INSTRUCTIONS TO FOLLOW – Arrange every line of the data below as a Markdown table with the columns "Row" and "Entry", numbering the rows in order and omitting blank lines.

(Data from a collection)
* START *

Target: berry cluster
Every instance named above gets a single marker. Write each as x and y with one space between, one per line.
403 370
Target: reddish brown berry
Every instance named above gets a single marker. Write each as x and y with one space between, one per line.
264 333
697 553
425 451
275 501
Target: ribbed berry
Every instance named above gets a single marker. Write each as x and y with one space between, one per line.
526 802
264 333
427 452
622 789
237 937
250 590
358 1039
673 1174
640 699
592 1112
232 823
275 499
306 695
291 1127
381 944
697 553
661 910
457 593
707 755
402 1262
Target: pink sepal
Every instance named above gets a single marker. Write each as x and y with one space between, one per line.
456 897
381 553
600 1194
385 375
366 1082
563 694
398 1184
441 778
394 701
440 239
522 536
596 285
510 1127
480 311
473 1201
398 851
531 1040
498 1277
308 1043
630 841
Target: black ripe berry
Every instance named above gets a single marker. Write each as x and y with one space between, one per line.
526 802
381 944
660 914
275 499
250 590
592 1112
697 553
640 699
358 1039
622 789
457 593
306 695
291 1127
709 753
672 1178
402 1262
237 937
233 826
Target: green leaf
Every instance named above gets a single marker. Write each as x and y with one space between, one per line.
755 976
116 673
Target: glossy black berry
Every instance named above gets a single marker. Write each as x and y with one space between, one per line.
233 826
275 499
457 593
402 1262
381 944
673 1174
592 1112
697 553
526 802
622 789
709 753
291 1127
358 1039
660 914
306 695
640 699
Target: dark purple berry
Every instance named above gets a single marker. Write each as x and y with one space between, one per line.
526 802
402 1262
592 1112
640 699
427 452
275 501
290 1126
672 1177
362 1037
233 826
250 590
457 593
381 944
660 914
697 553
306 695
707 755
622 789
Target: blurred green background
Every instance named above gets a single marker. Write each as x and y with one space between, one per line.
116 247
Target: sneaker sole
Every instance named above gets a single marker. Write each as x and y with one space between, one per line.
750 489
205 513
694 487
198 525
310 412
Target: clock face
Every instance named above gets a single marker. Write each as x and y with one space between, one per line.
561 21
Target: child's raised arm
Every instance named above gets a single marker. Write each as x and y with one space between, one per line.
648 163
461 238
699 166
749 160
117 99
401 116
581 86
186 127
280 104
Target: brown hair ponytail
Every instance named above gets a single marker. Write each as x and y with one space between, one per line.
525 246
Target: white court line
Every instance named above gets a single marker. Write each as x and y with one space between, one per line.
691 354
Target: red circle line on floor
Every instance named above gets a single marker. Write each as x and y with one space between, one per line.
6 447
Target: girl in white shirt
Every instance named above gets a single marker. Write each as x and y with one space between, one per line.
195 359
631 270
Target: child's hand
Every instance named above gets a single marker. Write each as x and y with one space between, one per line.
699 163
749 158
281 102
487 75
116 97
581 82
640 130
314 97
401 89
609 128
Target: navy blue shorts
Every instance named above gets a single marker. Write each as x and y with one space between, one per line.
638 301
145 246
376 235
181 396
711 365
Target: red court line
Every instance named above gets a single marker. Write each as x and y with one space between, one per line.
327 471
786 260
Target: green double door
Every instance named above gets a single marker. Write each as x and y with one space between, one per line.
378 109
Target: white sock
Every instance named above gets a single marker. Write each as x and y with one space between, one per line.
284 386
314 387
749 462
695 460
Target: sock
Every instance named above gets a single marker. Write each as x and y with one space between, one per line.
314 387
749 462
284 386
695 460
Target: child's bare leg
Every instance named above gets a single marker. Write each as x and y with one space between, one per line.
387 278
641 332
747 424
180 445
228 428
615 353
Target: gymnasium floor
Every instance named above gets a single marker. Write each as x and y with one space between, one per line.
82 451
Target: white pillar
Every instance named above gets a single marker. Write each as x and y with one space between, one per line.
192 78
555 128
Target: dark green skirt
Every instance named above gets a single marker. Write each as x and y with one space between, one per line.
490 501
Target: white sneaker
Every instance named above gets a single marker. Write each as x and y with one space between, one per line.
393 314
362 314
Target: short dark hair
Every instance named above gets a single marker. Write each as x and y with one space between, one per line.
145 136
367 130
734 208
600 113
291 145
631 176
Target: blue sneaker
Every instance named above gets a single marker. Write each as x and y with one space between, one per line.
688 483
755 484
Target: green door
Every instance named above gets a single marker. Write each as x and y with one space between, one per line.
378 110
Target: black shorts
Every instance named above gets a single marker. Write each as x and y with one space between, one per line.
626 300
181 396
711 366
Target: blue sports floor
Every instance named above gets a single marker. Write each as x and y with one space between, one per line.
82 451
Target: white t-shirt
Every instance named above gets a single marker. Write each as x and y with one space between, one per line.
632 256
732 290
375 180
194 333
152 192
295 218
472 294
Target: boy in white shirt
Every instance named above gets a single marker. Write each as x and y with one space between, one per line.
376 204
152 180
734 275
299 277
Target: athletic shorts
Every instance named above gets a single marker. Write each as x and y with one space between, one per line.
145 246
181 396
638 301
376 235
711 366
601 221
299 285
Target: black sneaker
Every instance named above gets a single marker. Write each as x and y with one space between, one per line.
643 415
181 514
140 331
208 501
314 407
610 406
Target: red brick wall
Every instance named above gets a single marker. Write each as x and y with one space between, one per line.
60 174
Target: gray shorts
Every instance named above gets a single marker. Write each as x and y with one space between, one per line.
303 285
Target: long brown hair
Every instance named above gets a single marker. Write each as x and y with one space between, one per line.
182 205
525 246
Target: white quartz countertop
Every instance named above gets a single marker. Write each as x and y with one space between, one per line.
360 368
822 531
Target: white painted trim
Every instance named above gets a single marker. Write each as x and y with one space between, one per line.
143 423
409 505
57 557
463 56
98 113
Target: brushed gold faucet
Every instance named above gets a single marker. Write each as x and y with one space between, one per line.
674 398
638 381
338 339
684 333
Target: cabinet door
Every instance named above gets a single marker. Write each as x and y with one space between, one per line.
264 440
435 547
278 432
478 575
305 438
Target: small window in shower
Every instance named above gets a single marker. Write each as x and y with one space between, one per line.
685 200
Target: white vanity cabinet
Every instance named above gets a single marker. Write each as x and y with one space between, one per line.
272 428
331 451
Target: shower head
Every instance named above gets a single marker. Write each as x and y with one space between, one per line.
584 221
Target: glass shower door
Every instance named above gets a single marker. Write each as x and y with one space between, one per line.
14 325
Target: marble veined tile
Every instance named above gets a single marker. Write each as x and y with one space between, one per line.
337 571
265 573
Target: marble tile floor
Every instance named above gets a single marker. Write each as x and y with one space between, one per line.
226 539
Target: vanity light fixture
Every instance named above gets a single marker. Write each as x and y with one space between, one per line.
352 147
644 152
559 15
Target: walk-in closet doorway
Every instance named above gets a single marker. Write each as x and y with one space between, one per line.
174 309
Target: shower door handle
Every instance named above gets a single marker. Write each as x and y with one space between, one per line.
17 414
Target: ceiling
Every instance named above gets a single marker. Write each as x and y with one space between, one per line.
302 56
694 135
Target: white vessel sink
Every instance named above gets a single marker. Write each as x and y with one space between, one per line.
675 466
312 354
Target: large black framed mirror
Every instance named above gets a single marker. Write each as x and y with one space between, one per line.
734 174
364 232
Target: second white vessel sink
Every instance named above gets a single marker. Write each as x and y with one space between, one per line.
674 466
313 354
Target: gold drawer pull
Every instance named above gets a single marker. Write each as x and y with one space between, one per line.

* END *

TASK OUTPUT –
| Row | Entry |
|---|---|
| 1 | Target: berry cluster |
| 2 | Every instance named above gets a single marker. Write each as x and y with one space between, one per line. |
| 3 | 403 370 |
| 4 | Target: reddish brown berry |
| 5 | Every instance named above gets a single marker. Write each as x and y with one space between, one per line. |
| 6 | 264 333 |
| 7 | 697 553 |
| 8 | 425 451 |
| 9 | 275 501 |
| 10 | Target: ribbed berry |
| 11 | Every instance named above gets a single marker. Write each as x and y with one space between, one per line. |
| 12 | 526 802 |
| 13 | 264 333 |
| 14 | 427 452 |
| 15 | 622 789 |
| 16 | 237 937 |
| 17 | 250 590 |
| 18 | 358 1039 |
| 19 | 673 1174 |
| 20 | 640 699 |
| 21 | 592 1112 |
| 22 | 232 823 |
| 23 | 275 499 |
| 24 | 306 695 |
| 25 | 291 1127 |
| 26 | 381 944 |
| 27 | 697 553 |
| 28 | 661 910 |
| 29 | 457 593 |
| 30 | 707 755 |
| 31 | 402 1262 |
| 32 | Target: pink sepal |
| 33 | Every instance named above gets a single marker. Write each as x and y with one space between, one per line. |
| 34 | 456 897 |
| 35 | 381 553 |
| 36 | 600 1194 |
| 37 | 385 375 |
| 38 | 366 1082 |
| 39 | 563 694 |
| 40 | 398 1184 |
| 41 | 441 778 |
| 42 | 394 701 |
| 43 | 440 239 |
| 44 | 522 536 |
| 45 | 596 285 |
| 46 | 510 1127 |
| 47 | 480 311 |
| 48 | 473 1201 |
| 49 | 398 851 |
| 50 | 531 1040 |
| 51 | 498 1277 |
| 52 | 308 1043 |
| 53 | 630 841 |
| 54 | Target: black ripe berry |
| 55 | Every instance named above gets a single marker. Write each as x and y with one space between, one per line. |
| 56 | 526 802 |
| 57 | 381 944 |
| 58 | 660 914 |
| 59 | 275 499 |
| 60 | 250 590 |
| 61 | 592 1112 |
| 62 | 697 553 |
| 63 | 640 699 |
| 64 | 358 1039 |
| 65 | 622 789 |
| 66 | 457 593 |
| 67 | 306 695 |
| 68 | 291 1127 |
| 69 | 709 753 |
| 70 | 672 1178 |
| 71 | 402 1262 |
| 72 | 237 937 |
| 73 | 233 826 |
| 74 | Target: green leaf |
| 75 | Every instance named above gets a single marker. Write each as x and y with one space between, one per line. |
| 76 | 755 976 |
| 77 | 116 673 |
| 78 | Target: glossy black berry |
| 79 | Every instance named above gets a single marker. Write each as x and y with one space between, one per line. |
| 80 | 233 826 |
| 81 | 275 499 |
| 82 | 457 593 |
| 83 | 402 1262 |
| 84 | 381 944 |
| 85 | 673 1174 |
| 86 | 592 1112 |
| 87 | 697 553 |
| 88 | 526 802 |
| 89 | 622 789 |
| 90 | 709 753 |
| 91 | 291 1127 |
| 92 | 358 1039 |
| 93 | 660 914 |
| 94 | 306 695 |
| 95 | 640 699 |
| 96 | Target: dark purple berry |
| 97 | Every instance named above gets a single marker. Write each as x and y with one space between, one per line. |
| 98 | 526 802 |
| 99 | 402 1262 |
| 100 | 592 1112 |
| 101 | 640 699 |
| 102 | 427 452 |
| 103 | 275 501 |
| 104 | 290 1126 |
| 105 | 672 1177 |
| 106 | 362 1037 |
| 107 | 233 826 |
| 108 | 250 590 |
| 109 | 457 593 |
| 110 | 381 944 |
| 111 | 660 914 |
| 112 | 697 553 |
| 113 | 306 695 |
| 114 | 707 755 |
| 115 | 622 789 |
| 116 | Target: blurred green background |
| 117 | Every instance named above gets a single marker. Write each as x and y with one space between, one per line. |
| 118 | 116 247 |
| 119 | Target: sneaker sole |
| 120 | Every instance named above gets a single marker. Write each as x and y with one space between, one per line. |
| 121 | 750 489 |
| 122 | 205 513 |
| 123 | 694 487 |
| 124 | 198 525 |
| 125 | 310 412 |
| 126 | Target: clock face |
| 127 | Every instance named above gets a single marker. Write each as x and y with one space between, one per line. |
| 128 | 561 21 |
| 129 | Target: child's raised arm |
| 130 | Every instance named above gets a single marker. Write each as x and y with one space between, one per line. |
| 131 | 648 163 |
| 132 | 461 238 |
| 133 | 699 166 |
| 134 | 749 160 |
| 135 | 117 99 |
| 136 | 401 116 |
| 137 | 581 86 |
| 138 | 186 127 |
| 139 | 280 104 |
| 140 | Target: brown hair ponytail |
| 141 | Every instance named above gets a single marker. Write each as x and y with one space between, one per line. |
| 142 | 525 246 |
| 143 | Target: white court line |
| 144 | Every instance named above gets a single marker. Write each as x and y with one space between, one per line. |
| 145 | 691 354 |
| 146 | Target: red circle line on floor |
| 147 | Every instance named above gets a single marker. Write each as x and y with one space between, one per line. |
| 148 | 6 447 |
| 149 | Target: girl in white shirt |
| 150 | Every instance named above gets a single marker. Write each as x and y with one space between, one per line. |
| 151 | 195 359 |
| 152 | 631 270 |
| 153 | Target: child's hand |
| 154 | Every instance named above gets a single marker. Write each as x and y with one space between, one per line. |
| 155 | 699 163 |
| 156 | 749 158 |
| 157 | 281 102 |
| 158 | 487 75 |
| 159 | 116 97 |
| 160 | 581 82 |
| 161 | 640 130 |
| 162 | 314 97 |
| 163 | 401 89 |
| 164 | 609 128 |
| 165 | Target: navy blue shorts |
| 166 | Every instance named above gets a single marker. Write each as x and y with one space between, one per line. |
| 167 | 638 301 |
| 168 | 145 246 |
| 169 | 376 235 |
| 170 | 181 396 |
| 171 | 711 365 |
| 172 | Target: red court line |
| 173 | Every instance named above gets a single marker. Write each as x and y with one space between, one per line. |
| 174 | 327 471 |
| 175 | 786 260 |
| 176 | Target: green double door |
| 177 | Every instance named above gets a single marker. Write each as x and y with one space between, one per line. |
| 178 | 378 109 |
| 179 | Target: white sock |
| 180 | Every instance named above gets a single marker. Write each as x and y with one space between, one per line. |
| 181 | 284 386 |
| 182 | 314 387 |
| 183 | 749 462 |
| 184 | 695 460 |
| 185 | Target: sock |
| 186 | Every instance named above gets a single marker. Write each as x and y with one space between, one per line. |
| 187 | 314 387 |
| 188 | 749 462 |
| 189 | 284 386 |
| 190 | 695 460 |
| 191 | Target: child's bare leg |
| 192 | Every instance named above gets a single marker. Write each as x and y with one space between, one per line. |
| 193 | 387 278 |
| 194 | 641 332 |
| 195 | 747 424 |
| 196 | 180 445 |
| 197 | 228 428 |
| 198 | 615 353 |
| 199 | Target: gymnasium floor |
| 200 | Every instance named above gets a single marker. Write each as x and y with one space between, one per line. |
| 201 | 82 451 |
| 202 | Target: white pillar |
| 203 | Every instance named above gets a single marker. Write each as x and y with one space between, one per line. |
| 204 | 192 78 |
| 205 | 555 128 |
| 206 | Target: dark green skirt |
| 207 | Every instance named above gets a single marker. Write each as x and y with one space between, one per line. |
| 208 | 490 501 |
| 209 | Target: white sneaker |
| 210 | Every instance named above gets a single marker. Write each as x and y with one space between, one per line. |
| 211 | 393 314 |
| 212 | 362 314 |
| 213 | Target: short dark hair |
| 214 | Every instance named above gets a single marker. Write each as x and y with one space between, one per line. |
| 215 | 145 136 |
| 216 | 367 130 |
| 217 | 734 208 |
| 218 | 600 113 |
| 219 | 291 145 |
| 220 | 631 176 |
| 221 | Target: blue sneaker |
| 222 | Every instance named above gets a single marker. Write each as x and y with one space between, one per line. |
| 223 | 688 483 |
| 224 | 755 484 |
| 225 | Target: green door |
| 226 | Every instance named above gets a single marker. Write each as x and y with one space between, one per line. |
| 227 | 378 110 |
| 228 | Target: black shorts |
| 229 | Every instance named above gets a single marker. Write each as x and y with one space between, one per line. |
| 230 | 626 300 |
| 231 | 181 396 |
| 232 | 711 366 |
| 233 | Target: blue sports floor |
| 234 | Every instance named above gets a single marker. Write each as x and y with one space between, one per line. |
| 235 | 82 451 |
| 236 | Target: white t-shirt |
| 237 | Every instance named above gets a single marker. Write each as x and y with one space between, one per line. |
| 238 | 632 256 |
| 239 | 732 290 |
| 240 | 375 180 |
| 241 | 194 333 |
| 242 | 152 192 |
| 243 | 295 218 |
| 244 | 472 294 |
| 245 | Target: boy in white shirt |
| 246 | Every instance named above gets a single marker. Write each as x and y with one space between, one per line. |
| 247 | 376 204 |
| 248 | 152 180 |
| 249 | 734 275 |
| 250 | 299 277 |
| 251 | Target: athletic shorts |
| 252 | Every instance named above gets a single marker. Write each as x and y with one space between, one per line. |
| 253 | 145 246 |
| 254 | 181 396 |
| 255 | 638 301 |
| 256 | 376 235 |
| 257 | 711 366 |
| 258 | 601 221 |
| 259 | 299 285 |
| 260 | Target: black sneaker |
| 261 | Every instance named above gets a single marker. Write each as x and y with one space between, one per line. |
| 262 | 643 415 |
| 263 | 181 514 |
| 264 | 140 331 |
| 265 | 208 501 |
| 266 | 314 407 |
| 267 | 610 406 |
| 268 | Target: red brick wall |
| 269 | Every instance named above gets a single marker. Write each as x and y with one space between, one per line. |
| 270 | 60 174 |
| 271 | Target: gray shorts |
| 272 | Every instance named above gets a single marker. Write each as x and y with one space between, one per line. |
| 273 | 303 285 |
| 274 | Target: long brown hair |
| 275 | Every instance named above gets a single marker. Write each as x and y with one space between, one per line. |
| 276 | 182 205 |
| 277 | 525 246 |
| 278 | Target: white quartz countertop |
| 279 | Every instance named above gets a single marker. Write each as x and y with one space between, one per line. |
| 280 | 360 368 |
| 281 | 822 531 |
| 282 | Target: white painted trim |
| 283 | Every instance named above gets a single marker. Write each as x and y with one space between, one per line. |
| 284 | 143 423 |
| 285 | 409 505 |
| 286 | 57 557 |
| 287 | 463 56 |
| 288 | 98 113 |
| 289 | Target: brushed gold faucet |
| 290 | Every instance named above gets a single marker. Write each as x and y with one space between, one per line. |
| 291 | 674 398 |
| 292 | 638 381 |
| 293 | 338 339 |
| 294 | 684 333 |
| 295 | Target: cabinet door |
| 296 | Every instance named above gets a single marker. Write each as x and y with one space between, one per line. |
| 297 | 264 440 |
| 298 | 435 547 |
| 299 | 278 432 |
| 300 | 478 575 |
| 301 | 305 438 |
| 302 | Target: small window in shower |
| 303 | Every instance named above gets a single marker. Write each as x and y with one space between, one per line. |
| 304 | 685 200 |
| 305 | Target: white vanity cabinet |
| 306 | Every instance named above gets a single marker. Write each as x and y with one space between, one per line. |
| 307 | 272 428 |
| 308 | 331 451 |
| 309 | Target: shower head |
| 310 | Every instance named above gets a single marker. Write each as x and y with one space between, one per line. |
| 311 | 584 221 |
| 312 | Target: glass shower door |
| 313 | Every instance named above gets a single marker. Write each as x and y with one space between, one per line. |
| 314 | 14 325 |
| 315 | Target: marble veined tile |
| 316 | Every instance named above gets a single marker. Write each as x and y with one space between, one per line. |
| 317 | 337 571 |
| 318 | 265 573 |
| 319 | Target: marble tile floor |
| 320 | Every instance named above gets a single marker. Write each as x and y with one space between, one per line. |
| 321 | 226 539 |
| 322 | Target: vanity light fixture |
| 323 | Every instance named above gets a single marker. Write each as x and y with one space between, one per line. |
| 324 | 352 147 |
| 325 | 644 152 |
| 326 | 559 15 |
| 327 | Target: walk-in closet doorway |
| 328 | Every instance named above gets a single marker. Write each as x and y with one space between, one per line. |
| 329 | 174 309 |
| 330 | Target: shower door handle |
| 331 | Every instance named above gets a single marker. Write each as x and y with one space between, one per line. |
| 332 | 17 414 |
| 333 | Target: ceiling |
| 334 | Every instance named above gets a single marker. Write each as x and y with one space between, one per line. |
| 335 | 302 56 |
| 336 | 694 135 |
| 337 | Target: white vessel sink |
| 338 | Every instance named above gets a single marker. Write each as x and y with one space between, one per line. |
| 339 | 675 466 |
| 340 | 312 354 |
| 341 | Target: large black framed mirror |
| 342 | Every instance named above gets a single marker. Write each as x and y with one space between, one per line. |
| 343 | 734 174 |
| 344 | 364 232 |
| 345 | Target: second white vessel sink |
| 346 | Every instance named above gets a single marker. Write each as x and y with one space between, one per line. |
| 347 | 674 466 |
| 348 | 313 354 |
| 349 | Target: gold drawer pull |
| 350 | Every instance named above gets a single marker. Write each as x and y with one space between, one per line. |